Problem to solve: Go to the line in the data below that contains "of the green". Write it out exactly, along with every later line through the last, and nothing else.

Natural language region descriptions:
----------

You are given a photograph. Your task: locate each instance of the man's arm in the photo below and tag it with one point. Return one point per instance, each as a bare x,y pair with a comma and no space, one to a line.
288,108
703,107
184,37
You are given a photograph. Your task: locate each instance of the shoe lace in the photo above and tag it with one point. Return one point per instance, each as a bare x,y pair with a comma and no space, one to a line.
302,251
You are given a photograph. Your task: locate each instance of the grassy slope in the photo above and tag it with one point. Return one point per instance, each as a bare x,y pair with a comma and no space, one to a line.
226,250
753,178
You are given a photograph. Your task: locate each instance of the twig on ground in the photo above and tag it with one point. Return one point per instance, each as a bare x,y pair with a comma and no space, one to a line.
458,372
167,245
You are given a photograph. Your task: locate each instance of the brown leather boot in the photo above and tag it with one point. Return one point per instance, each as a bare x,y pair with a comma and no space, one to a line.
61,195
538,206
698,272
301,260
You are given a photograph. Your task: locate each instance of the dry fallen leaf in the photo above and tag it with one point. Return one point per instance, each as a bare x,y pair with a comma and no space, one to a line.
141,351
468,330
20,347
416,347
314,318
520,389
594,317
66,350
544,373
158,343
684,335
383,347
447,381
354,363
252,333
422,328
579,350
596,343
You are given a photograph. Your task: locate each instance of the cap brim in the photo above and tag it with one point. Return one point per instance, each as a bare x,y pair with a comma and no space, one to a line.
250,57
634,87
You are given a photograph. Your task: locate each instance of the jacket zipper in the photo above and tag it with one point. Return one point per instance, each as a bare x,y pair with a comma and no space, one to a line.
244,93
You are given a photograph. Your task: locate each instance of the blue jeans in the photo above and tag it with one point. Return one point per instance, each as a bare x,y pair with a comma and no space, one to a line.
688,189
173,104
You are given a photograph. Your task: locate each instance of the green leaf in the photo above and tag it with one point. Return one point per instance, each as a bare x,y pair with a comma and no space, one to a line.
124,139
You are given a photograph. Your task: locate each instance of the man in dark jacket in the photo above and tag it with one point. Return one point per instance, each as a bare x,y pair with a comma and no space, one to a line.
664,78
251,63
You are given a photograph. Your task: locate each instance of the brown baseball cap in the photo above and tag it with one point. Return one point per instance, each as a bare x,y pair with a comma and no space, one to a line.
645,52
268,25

----------

Solution:
You are given a photograph. Your task: locate each instance of the green leaf in the photo above and tag it with one point. Return one point per instance, each as a bare x,y pair with a comma and no space, one to a line.
124,139
You are given a photograph. Your task: locate each instance of the man in dark jacket in the photo above and tag it with one point. Return one point per instance, each as a bare x,y pair with a comma and no space, one to a line.
664,78
251,63
You are given a photograph. Your task: locate each instance of the brown baseball cap in the photo above and tag it with one point. Return one point per instance, each as a bare x,y pair with a comma and no space, one to a line.
645,52
268,25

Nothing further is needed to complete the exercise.